Start of DATA SUPPLIED

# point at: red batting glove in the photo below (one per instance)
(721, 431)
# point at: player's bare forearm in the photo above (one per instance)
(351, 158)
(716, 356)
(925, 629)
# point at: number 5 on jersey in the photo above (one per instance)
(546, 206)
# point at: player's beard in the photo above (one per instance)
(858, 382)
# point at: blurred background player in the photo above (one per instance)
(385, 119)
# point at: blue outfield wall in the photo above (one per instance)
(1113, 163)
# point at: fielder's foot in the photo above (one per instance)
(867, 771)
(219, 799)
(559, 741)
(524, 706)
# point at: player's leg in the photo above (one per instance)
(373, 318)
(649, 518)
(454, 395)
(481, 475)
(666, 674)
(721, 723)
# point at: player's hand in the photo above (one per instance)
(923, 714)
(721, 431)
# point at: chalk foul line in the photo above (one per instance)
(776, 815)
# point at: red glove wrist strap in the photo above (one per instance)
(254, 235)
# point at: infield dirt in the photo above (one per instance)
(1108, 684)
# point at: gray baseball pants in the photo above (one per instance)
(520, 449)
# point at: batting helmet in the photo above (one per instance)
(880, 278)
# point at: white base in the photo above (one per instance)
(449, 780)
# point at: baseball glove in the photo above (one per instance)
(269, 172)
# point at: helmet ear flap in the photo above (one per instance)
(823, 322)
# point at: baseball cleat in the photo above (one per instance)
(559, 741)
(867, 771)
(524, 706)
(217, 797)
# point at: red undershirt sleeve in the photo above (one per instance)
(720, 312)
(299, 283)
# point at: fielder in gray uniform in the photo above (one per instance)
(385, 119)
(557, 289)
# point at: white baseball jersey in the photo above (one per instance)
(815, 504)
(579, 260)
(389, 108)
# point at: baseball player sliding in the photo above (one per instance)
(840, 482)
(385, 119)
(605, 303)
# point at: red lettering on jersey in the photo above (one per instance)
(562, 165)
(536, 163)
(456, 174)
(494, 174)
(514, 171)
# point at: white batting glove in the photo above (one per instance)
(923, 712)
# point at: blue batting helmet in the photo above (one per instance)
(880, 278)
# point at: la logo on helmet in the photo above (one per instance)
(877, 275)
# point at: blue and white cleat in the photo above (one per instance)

End of DATA SUPPLIED

> **EXERCISE DIRECTIONS**
Transcribe every line of the material above, character for character and in the same order.

> **ANSWER**
# point at: red batting glove in the photo below (one per instance)
(721, 431)
# point at: player's bare forearm in the photo above (one per instance)
(351, 158)
(716, 356)
(925, 629)
# point at: number 5 on jersey in the photo above (one per instance)
(546, 206)
# point at: player's beard in the photo above (one per instance)
(858, 382)
# point at: blurred background player in the photo above (one per instance)
(385, 119)
# point at: blue outfield wall in the photo above (one per instance)
(1113, 163)
# point at: fielder's foot in the photo above (one per instance)
(867, 771)
(219, 799)
(559, 741)
(524, 706)
# point at: player's leg in the photo above (one per instance)
(373, 318)
(649, 518)
(454, 395)
(481, 475)
(666, 674)
(721, 723)
# point at: player's hand in the photo above (one per instance)
(923, 714)
(721, 431)
# point at: chalk foul line in the photo above (one per instance)
(776, 815)
# point at: red glove wrist strap in the photo above (one per instance)
(254, 235)
# point at: infield dirt in the photo above (one per instance)
(1108, 684)
# point at: gray baseball pants in the photo above (one per instance)
(520, 449)
# point at: batting helmet in the photo above (one per instance)
(880, 278)
# point at: white base in the photo above (one per instance)
(449, 780)
# point at: baseball glove in the photo above (one per instance)
(269, 172)
# point at: helmet ear flap in the photo above (one per instance)
(823, 322)
# point at: baseball cleat in the photo above (one per instance)
(559, 741)
(867, 771)
(524, 706)
(217, 797)
# point at: red undershirt sleeve in the photo above (one per instance)
(720, 312)
(299, 283)
# point at: fielder in gray uniform in the photo above (one per instance)
(385, 119)
(557, 289)
# point at: white baseball jersey in the photo above (one per instance)
(815, 504)
(579, 260)
(389, 108)
# point at: baseball player sliding in the photo above (one per instance)
(840, 482)
(385, 119)
(605, 303)
# point at: red lettering on jersey in the photo above (one per instance)
(562, 165)
(536, 163)
(456, 174)
(494, 174)
(514, 171)
# point at: white batting glove in the photo above (one per instance)
(923, 712)
# point at: blue batting helmet in the photo above (one per instance)
(880, 278)
# point at: la logo on helmet in the photo above (one per instance)
(877, 275)
# point at: blue and white cleat in the photo above (one per instance)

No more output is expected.